*** INFORMATION GIVEN ***
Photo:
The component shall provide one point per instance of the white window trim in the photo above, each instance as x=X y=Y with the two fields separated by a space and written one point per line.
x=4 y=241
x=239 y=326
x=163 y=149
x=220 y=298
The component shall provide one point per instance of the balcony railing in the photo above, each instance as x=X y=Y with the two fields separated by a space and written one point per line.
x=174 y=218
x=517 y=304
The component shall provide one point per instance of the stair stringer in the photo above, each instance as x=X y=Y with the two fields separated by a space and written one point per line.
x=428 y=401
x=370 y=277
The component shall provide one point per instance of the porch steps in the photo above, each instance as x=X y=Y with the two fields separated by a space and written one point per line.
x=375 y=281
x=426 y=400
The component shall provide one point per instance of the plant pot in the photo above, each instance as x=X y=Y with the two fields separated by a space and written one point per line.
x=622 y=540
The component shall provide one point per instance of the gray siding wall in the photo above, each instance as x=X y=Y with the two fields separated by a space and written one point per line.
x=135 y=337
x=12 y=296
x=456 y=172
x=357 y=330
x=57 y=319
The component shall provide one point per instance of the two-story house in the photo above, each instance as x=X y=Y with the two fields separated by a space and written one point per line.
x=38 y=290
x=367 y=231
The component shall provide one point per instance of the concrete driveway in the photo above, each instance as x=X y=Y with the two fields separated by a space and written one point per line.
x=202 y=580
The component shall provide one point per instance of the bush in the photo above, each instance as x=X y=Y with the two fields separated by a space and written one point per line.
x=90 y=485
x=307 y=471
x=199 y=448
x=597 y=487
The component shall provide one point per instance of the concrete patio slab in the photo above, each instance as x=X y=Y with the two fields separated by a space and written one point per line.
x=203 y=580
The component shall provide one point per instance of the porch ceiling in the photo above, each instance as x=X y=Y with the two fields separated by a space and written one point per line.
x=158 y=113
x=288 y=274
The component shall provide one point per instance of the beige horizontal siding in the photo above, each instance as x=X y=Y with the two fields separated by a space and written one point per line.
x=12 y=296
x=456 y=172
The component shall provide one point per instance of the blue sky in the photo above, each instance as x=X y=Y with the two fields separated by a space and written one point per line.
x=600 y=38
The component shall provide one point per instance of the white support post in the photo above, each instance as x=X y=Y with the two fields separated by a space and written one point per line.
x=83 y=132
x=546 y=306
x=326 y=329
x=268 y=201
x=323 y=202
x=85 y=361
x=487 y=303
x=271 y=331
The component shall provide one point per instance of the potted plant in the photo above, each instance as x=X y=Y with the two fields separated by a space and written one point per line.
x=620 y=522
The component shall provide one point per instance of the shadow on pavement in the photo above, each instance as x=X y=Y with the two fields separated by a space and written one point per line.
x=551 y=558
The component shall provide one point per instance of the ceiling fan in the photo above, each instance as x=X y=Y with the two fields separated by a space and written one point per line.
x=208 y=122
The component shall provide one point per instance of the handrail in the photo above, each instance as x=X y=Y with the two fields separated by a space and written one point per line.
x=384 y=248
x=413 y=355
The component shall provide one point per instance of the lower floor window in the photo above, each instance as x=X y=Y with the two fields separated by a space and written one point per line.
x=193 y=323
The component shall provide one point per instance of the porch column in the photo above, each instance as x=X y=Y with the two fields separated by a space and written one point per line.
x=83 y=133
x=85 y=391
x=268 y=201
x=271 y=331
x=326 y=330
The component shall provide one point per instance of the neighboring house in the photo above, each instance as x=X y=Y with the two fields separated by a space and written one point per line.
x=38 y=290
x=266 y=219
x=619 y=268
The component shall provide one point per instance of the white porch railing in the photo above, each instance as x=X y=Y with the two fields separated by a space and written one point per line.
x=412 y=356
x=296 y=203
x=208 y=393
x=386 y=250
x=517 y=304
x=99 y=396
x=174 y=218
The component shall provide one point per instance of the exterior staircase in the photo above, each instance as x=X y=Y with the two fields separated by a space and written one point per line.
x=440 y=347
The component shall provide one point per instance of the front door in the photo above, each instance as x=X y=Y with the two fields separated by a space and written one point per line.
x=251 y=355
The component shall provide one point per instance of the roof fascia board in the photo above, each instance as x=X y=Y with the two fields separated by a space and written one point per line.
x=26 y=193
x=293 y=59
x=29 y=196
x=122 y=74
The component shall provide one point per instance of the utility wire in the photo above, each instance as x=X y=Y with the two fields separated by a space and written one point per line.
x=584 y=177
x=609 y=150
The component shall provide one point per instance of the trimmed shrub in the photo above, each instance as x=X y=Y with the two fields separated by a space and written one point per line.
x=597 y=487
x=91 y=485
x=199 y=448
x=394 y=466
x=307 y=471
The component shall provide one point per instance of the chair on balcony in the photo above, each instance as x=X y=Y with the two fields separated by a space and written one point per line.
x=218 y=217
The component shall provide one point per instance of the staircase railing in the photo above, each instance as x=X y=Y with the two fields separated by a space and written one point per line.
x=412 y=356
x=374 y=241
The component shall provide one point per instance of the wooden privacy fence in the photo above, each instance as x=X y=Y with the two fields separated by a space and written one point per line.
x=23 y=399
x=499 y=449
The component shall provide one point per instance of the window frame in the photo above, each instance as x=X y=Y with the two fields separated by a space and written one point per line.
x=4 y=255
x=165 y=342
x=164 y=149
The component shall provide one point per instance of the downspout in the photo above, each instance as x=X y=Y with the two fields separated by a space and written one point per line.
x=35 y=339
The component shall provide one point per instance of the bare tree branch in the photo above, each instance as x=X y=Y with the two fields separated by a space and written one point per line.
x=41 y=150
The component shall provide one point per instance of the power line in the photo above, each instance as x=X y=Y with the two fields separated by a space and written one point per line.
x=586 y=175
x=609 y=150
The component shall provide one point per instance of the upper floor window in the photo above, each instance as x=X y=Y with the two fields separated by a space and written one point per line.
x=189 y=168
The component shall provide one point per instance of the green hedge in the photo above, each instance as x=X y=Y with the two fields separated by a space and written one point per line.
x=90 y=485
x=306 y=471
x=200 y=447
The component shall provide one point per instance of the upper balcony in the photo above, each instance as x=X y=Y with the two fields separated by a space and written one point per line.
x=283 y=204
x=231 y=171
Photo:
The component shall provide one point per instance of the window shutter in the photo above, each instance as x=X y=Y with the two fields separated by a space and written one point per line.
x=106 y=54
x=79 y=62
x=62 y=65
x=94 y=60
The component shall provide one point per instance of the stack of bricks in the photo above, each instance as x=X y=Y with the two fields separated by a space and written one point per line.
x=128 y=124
*** End of INFORMATION GIVEN ***
→ **TASK DIRECTIONS**:
Could you copy each line above word for word?

→ **EXERCISE RESULT**:
Photo:
The component shall provide one point per instance of the white window trim in the photo above, each instance as x=X y=Y with the two fields separated by a space and written one point per line.
x=4 y=241
x=239 y=326
x=163 y=149
x=220 y=298
The component shall provide one point per instance of the balcony railing in the photo above, each instance as x=X y=Y with the two fields separated by a space and written one point per line.
x=174 y=218
x=517 y=304
The component shall provide one point per instance of the stair stringer in the photo above, each instance as x=X y=Y with the two fields separated by a space and written one point per line.
x=428 y=401
x=370 y=277
The component shall provide one point per instance of the porch steps in the photo above, each instance as x=X y=Y with the two fields separated by a space and written one point per line.
x=375 y=281
x=426 y=400
The component shall provide one point per instance of the plant pot in the photo above, each instance as x=X y=Y with the two fields separated by a space and written one point per line.
x=622 y=540
The component shall provide one point per instance of the gray siding wall in the photo above, each instance as x=X y=Y with the two fields separated by a space and written one point per line.
x=135 y=337
x=12 y=296
x=456 y=172
x=357 y=330
x=57 y=319
The component shall provide one point per instance of the two-story house in the photo above, each instance as x=X y=Y with the two fields separated by a space and written one point per line.
x=38 y=290
x=367 y=231
The component shall provide one point per instance of the concrete driveway in the photo above, each instance as x=X y=Y with the two fields separated by a space and written one point per line.
x=202 y=580
The component shall provide one point per instance of the bush in the photo above, each instance as x=X y=Y with the two fields separated by a space and written one point per line.
x=90 y=485
x=307 y=471
x=199 y=448
x=597 y=487
The component shall provide one point per instance of the concrete patio slab in the photo above, each instance as x=X y=Y with the two fields separated by a space and written one point per line.
x=203 y=580
The component shall provide one point per instance of the porch ceiling in the photo above, each instance as x=X y=Y with the two fields separated by a space and written one point per line.
x=158 y=113
x=288 y=274
The component shall provide one point per instance of the beige horizontal siding in the photo above, each instance as x=X y=Y with the two fields separated by a space and written one point per line.
x=12 y=296
x=456 y=172
The component shall provide one point per instance of the blue sky in the photo above, each instance as x=X y=Y with the two fields separated by a space and written one point per line.
x=600 y=38
The component shall provide one point per instance of the white support post in the photo above, each instance as x=X y=Y with the two fields separated by a space and written one point per line.
x=83 y=132
x=546 y=306
x=326 y=329
x=268 y=201
x=323 y=202
x=85 y=361
x=487 y=303
x=271 y=331
The component shall provide one point per instance of the potted plant in the photo above, each instance as x=X y=Y with the two fields separated by a space and written one point per line.
x=620 y=522
The component shall provide one point per instance of the shadow on pavement in the photo above, each instance as x=X y=Y with the two fields separated by a space and written one point per line.
x=551 y=558
The component shall provide one point per instance of the ceiling fan in the photo above, each instance as x=X y=Y with the two fields separated by a space and written one point per line.
x=208 y=122
The component shall provide one point per instance of the handrail in the photo above, each instance as x=X y=Y with the two fields separated by a space and written one point per line.
x=384 y=248
x=413 y=355
The component shall provide one point per instance of the lower floor window in the photo above, each instance as x=X y=Y with the two fields separated by a space and written one point per line.
x=193 y=323
The component shall provide one point per instance of the porch column in the photo above, each instance as x=X y=Y with the two fields separated by a space and written one point per line.
x=83 y=133
x=85 y=391
x=268 y=201
x=271 y=331
x=326 y=330
The component shall provide one point per instance of the neighboring house in the photo above, each instance as x=X y=Y with the two fields separated by a space and written one point per line.
x=38 y=290
x=266 y=219
x=619 y=268
The component shall provide one point per instance of the white porch railing in the photo above, each instance as x=X y=Y with the two fields separated by a space and written one point per line.
x=412 y=356
x=296 y=203
x=208 y=393
x=386 y=250
x=517 y=304
x=99 y=396
x=174 y=218
The component shall provide one point per instance of the exterior staircase in the photo above, each instance as x=X y=Y with the two fields separated by a space and written one point per line.
x=440 y=347
The component shall provide one point per instance of the front door in the photo above, each instance as x=X y=Y with the two fields separated by a space and written one point per line.
x=251 y=355
The component shall provide one point per instance of the roof fascia board in the photo above, each instance as x=X y=Y with the two fields separated by a space and written one point per line.
x=26 y=193
x=293 y=59
x=29 y=196
x=122 y=74
The component shall provide one point per instance of the utility wire in the photo above, each instance as x=X y=Y with the two fields separated by a space and written one point per line.
x=584 y=177
x=609 y=150
The component shall provide one point per instance of the trimmed shrub in the photo above, each instance as x=X y=Y with the two fields separated by a space and written one point per line.
x=597 y=487
x=91 y=485
x=199 y=448
x=394 y=466
x=307 y=471
The component shall provide one point per instance of the chair on balcony in the photo above, each instance as x=X y=Y with the two fields separated by a space and written one point per line.
x=218 y=217
The component shall provide one point per instance of the staircase railing in the photo above, each instance as x=X y=Y with the two fields separated by a space and written one point per line.
x=412 y=356
x=374 y=241
The component shall provide one point per instance of the wooden privacy fence in the photo above, each instance as x=X y=Y with the two fields separated by a space and written one point per line.
x=23 y=399
x=499 y=449
The component shall provide one point per instance of the window frame in the photo above, each instance as x=X y=Y with the two fields separated by a space and written one point per line.
x=4 y=255
x=165 y=342
x=164 y=149
The component shall provide one point per instance of the downspout in the photo above, each instance as x=X y=Y with the two fields separated by a space and written one point per line.
x=35 y=339
The component shall provide one point per instance of the bare tree branch in the photo above, each instance as x=X y=Y with the two fields separated by a space and written one point per line.
x=41 y=150
The component shall provide one point per instance of the power line in the photo above, each instance as x=X y=Y with the two fields separated by a space and written one point per line.
x=586 y=175
x=609 y=150
The component shall provide one point per instance of the upper floor window in the photo above, each instance as x=X y=Y with the two fields separated by a space and written one point per line.
x=189 y=168
The component shall provide one point per instance of the green hedge in the photo above, each instance as x=X y=Y with the two fields separated by a space and written one point per line.
x=90 y=485
x=306 y=471
x=200 y=447
The component shall provide one point per instance of the upper balcony in the photo above, each instance as x=X y=Y with the two fields separated by a space and written one point per line.
x=283 y=204
x=231 y=171
Photo:
The component shall provide one point per instance of the window shutter in the photo above, each instance as x=X y=Y with the two fields separated by a space and written one point per line.
x=106 y=54
x=79 y=62
x=62 y=65
x=94 y=60
The component shall provide one point per instance of the stack of bricks in the photo above, each instance as x=X y=Y with the two fields separated by a space and written one point per line.
x=128 y=124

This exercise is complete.